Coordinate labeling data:

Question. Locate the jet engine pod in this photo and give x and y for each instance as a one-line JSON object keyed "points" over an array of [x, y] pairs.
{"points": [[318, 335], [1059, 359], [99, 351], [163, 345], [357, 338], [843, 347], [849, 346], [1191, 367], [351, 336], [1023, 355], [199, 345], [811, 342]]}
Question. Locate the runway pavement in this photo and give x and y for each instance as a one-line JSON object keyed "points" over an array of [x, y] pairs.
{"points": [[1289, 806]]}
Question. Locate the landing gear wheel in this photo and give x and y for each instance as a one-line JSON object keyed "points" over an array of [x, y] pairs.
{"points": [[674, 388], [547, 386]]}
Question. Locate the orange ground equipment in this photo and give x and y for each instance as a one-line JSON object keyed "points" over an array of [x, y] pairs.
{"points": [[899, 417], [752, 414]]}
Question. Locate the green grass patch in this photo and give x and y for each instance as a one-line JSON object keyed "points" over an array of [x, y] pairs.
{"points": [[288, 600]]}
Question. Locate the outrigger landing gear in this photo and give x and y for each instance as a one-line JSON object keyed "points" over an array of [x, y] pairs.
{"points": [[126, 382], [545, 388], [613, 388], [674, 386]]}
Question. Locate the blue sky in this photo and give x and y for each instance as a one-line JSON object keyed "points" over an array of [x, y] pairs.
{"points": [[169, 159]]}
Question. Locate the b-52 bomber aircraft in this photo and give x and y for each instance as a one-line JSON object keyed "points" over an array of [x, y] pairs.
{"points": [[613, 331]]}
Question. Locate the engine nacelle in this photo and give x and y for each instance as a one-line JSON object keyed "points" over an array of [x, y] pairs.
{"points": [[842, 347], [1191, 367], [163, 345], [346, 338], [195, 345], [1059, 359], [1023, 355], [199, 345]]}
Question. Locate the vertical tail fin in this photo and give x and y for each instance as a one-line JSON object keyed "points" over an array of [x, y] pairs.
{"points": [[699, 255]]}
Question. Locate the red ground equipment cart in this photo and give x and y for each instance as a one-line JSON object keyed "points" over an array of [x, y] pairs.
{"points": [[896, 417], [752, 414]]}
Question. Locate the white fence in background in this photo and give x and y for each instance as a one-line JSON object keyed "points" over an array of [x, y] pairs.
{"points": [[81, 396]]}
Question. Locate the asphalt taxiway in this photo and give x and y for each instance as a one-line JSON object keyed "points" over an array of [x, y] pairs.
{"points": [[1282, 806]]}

- Requirements
Quote the data verbatim, beginning at the line that contains "Question. Locate the vertical" and stopping after the final line of the data.

- Reply
Question. Locate the vertical tail fin in this photo and give x and y for each instance as a one-line JSON object keyed "points" over an array of [x, y] pairs.
{"points": [[699, 255]]}
Question. Locate the red ground equipment cart in this photo and give x and y for each instance as a one-line JSON object keyed "points" over an array of [x, y] pairs.
{"points": [[896, 417], [752, 414]]}
Question. Locate the white fence in background in this photo and give x and y for each instance as a one-line JSON object keyed "points" over an array of [x, y] pairs.
{"points": [[81, 396]]}
Question. Locate the asphalt taxiway in this photo and give x and y for each instance as a one-line JSON object keyed "points" over an array of [x, y] pairs.
{"points": [[1282, 806]]}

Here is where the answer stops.